USING THE INFORMATION |
(A) Please return everything in the passage on Sam and Uri from "Sam identifies today" down to "active and alive.", word for word.
(B) In the passage on Sam and Uri, which novel did Sam and their mother recently read together over the phone?
(C) Extend the passage on Sam and Uri, picking up right after its last sentence.

Sam identifies today as a nonbinary lesbian. They write regularly about their disability, queer identity, and mental health on various blogs, and are at work on a series of autobiographical novels. Their current work is experimental in structure: the protagonist and antagonist are the same person. Their writing style is compact, sparing in punctuation, similar to the style of the American nonbinary poet Eileen Myles. Perusing their poetry blog, I’m most struck by a poem from 2016, “The red rush.” Recounting a past of self-harm, it’s the first I’ve seen Sam express something like nostalgia. “I miss the feeling/miss the rush.” Everything they had to bear, mostly without a word, in their youth is now in their writing, active and alive.
With their mother, they’ve found that the best way to connect is by reading novels together over the phone. “The books are mostly concessions on my part,” Sam says, but they can lead to discussions that regular conversation can’t. Recently they read Susan Jane Gilman’s The Ice Cream Queen of Orchard Street, and the presence of a handicapped character permitted them to speak about disability in a calmer manner.
Sam’s disability, gender, and free thought were ill suited for their family and community. But they also led to the rise of an acerbic, triumphant verbal style, both out loud and on the page. A writer since grade school, Sam today experiences their agency through writing, a realm where they can express and develop queerness, disability, and independent thought, kept safe from their enemies.

At the yeshiva, Uri became more religious and excelled in his studies. Prayer began a bit before seven each morning, but he arose at five-thirty to pray on his own. “It was written somewhere that the ancient Hassidim used to study one hour by themselves in the morning, so I said I have to try it out. And it was amazing. Imagine yourself starting every day with a very intense spiritual experience. My life became very spiritual.” Praying often meant reading. During those solitary morning hours, he finished works by Baal Shem Tov and other Hassidic sages.
In prayer as in study, Rabbi Natan served as a model. On Uri’s first Yom Kippur in the yeshiva, he witnessed Rabbi Natan praying from six in the evening until midnight, then again in the morning from five until ten—all while fasting, of course. Uri observed Rabbi Natan closely; Natan was using seven different sidorim, prayer books, several of them Kabbalistic. “When I saw this, I was completely, completely, completely impressed. Going from one book to another, it seemed like he was orchestrating this great symphony in the heavens with lots of intensity and an open heart.” Uri hoped to become a younger version of his teacher. But inevitably, he revised his outlook.
“After two years it started to feel inauthentic. I realized I have some major disagreements with Rabbi Natan. And it became more and more bothering. I kept some distance. And I felt him start to like me less. That was okay with me, because I was angry with him and the ways he was teaching the new students.” Uri began to study more by himself, where he had always been most comfortable.

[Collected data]
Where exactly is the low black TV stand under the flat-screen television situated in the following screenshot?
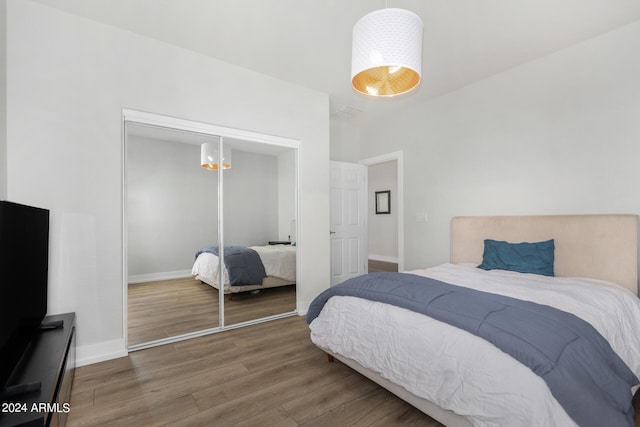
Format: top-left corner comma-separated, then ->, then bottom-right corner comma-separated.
0,313 -> 76,427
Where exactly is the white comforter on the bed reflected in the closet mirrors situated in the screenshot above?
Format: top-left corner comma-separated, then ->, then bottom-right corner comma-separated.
191,245 -> 296,285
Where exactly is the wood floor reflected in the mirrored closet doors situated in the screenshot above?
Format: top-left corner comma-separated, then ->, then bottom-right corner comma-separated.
128,277 -> 296,345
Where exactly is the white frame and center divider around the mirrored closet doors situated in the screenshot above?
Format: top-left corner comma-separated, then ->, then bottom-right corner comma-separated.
121,108 -> 300,352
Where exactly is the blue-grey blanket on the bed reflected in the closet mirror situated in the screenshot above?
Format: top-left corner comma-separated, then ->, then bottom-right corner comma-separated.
196,246 -> 267,286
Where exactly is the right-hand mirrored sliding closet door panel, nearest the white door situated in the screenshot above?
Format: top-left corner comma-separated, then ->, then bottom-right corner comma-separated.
223,142 -> 297,326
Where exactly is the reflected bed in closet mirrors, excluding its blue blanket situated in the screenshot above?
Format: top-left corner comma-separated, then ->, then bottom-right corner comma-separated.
191,245 -> 296,295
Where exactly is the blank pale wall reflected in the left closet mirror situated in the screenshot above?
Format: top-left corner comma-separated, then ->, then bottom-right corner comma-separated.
126,135 -> 218,282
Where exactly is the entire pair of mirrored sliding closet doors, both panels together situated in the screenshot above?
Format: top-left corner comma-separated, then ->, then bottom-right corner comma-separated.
123,110 -> 299,350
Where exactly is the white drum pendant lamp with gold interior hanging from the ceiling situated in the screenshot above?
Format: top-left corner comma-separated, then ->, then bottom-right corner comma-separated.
351,8 -> 423,97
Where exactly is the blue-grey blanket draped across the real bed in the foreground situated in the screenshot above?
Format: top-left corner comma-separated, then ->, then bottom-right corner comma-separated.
307,273 -> 638,427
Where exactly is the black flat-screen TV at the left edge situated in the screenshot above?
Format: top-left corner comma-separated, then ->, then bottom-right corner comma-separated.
0,201 -> 49,390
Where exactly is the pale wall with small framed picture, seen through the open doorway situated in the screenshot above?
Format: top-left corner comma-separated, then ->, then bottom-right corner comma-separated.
367,161 -> 398,262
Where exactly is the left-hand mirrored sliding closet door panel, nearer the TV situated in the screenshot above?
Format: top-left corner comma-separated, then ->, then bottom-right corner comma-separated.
124,122 -> 221,348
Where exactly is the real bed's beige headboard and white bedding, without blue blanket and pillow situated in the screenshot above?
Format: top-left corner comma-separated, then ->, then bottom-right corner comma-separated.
307,215 -> 640,426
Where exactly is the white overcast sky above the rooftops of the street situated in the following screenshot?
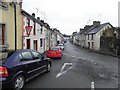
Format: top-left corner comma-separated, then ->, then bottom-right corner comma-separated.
23,0 -> 119,35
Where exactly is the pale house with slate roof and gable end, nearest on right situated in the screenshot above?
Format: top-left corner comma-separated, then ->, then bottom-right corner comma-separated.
86,22 -> 114,50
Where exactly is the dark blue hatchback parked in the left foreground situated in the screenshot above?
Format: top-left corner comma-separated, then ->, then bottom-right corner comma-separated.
0,49 -> 52,90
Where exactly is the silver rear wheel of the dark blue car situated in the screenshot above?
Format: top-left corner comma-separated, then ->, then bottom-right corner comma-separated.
13,75 -> 25,90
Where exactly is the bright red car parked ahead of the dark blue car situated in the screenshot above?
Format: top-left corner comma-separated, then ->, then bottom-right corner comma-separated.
46,46 -> 62,58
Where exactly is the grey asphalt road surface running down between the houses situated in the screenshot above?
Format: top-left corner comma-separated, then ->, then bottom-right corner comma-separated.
24,41 -> 119,90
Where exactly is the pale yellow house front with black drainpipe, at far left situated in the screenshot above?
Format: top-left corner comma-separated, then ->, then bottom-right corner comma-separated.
0,0 -> 22,49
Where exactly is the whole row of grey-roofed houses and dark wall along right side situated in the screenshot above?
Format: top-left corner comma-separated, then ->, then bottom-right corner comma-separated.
71,21 -> 120,55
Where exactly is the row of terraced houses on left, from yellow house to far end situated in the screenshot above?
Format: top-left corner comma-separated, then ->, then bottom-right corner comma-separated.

TASK RESPONSES |
(A)
Sam identifies today as a nonbinary lesbian. They write regularly about their disability, queer identity, and mental health on various blogs, and are at work on a series of autobiographical novels. Their current work is experimental in structure: the protagonist and antagonist are the same person. Their writing style is compact, sparing in punctuation, similar to the style of the American nonbinary poet Eileen Myles. Perusing their poetry blog, I’m most struck by a poem from 2016, “The red rush.” Recounting a past of self-harm, it’s the first I’ve seen Sam express something like nostalgia. “I miss the feeling/miss the rush.” Everything they had to bear, mostly without a word, in their youth is now in their writing, active and alive.

(B) Susan Jane Gilman's The Ice Cream Queen of Orchard Street.

(C)
I press him for details on what precipitated their intellectual break. His answer is a surprise. Uri recalls a tense exchange during a student discussion with the rabbi about the French Revolution. In a yeshiva setting, a discussion of this sort is religious rather political. The Rabbi asked what face of God was revealed during the revolution. “I said of course the French Revolution was a virtuous thing; Rabbi Natan thinks it’s debatable. But no, it isn’t.” Uri narrates the incident as if it just happened, and he grows somewhat agitated. Defending his position, he cites the Baal Ha-Sulam, a Communist rabbi who contended that you understand the meaning of every specific soul only when everything is egalitarian. Equality reveals how people appear before God—in other words, the lost, prelapsarian world. Rabbi Natan presented another viewpoint: that there may be a dangerous vanity in the conceit of reorganizing society. “It was emotional for me. It didn’t last very long but I clearly disagreed with him in front of everybody.”
Uri considers the memory for a moment, and then goes on. “He was more, I would say, postmodern than me. He has a very skeptical approach toward everything. For him, religion was a way to find an anchor outside of reality that doesn’t deal with the chaos, the uncertainty of reality. For him, reality is a very problematic place. For me…I give more credit to the intellect, and to the world and its achievements. I think there’s a lot to learn from a simple life. Rabbi Natan was very suspicious of the simple life.”
Bored of the Rabbi, I ask Uri, “did you know Hanan?”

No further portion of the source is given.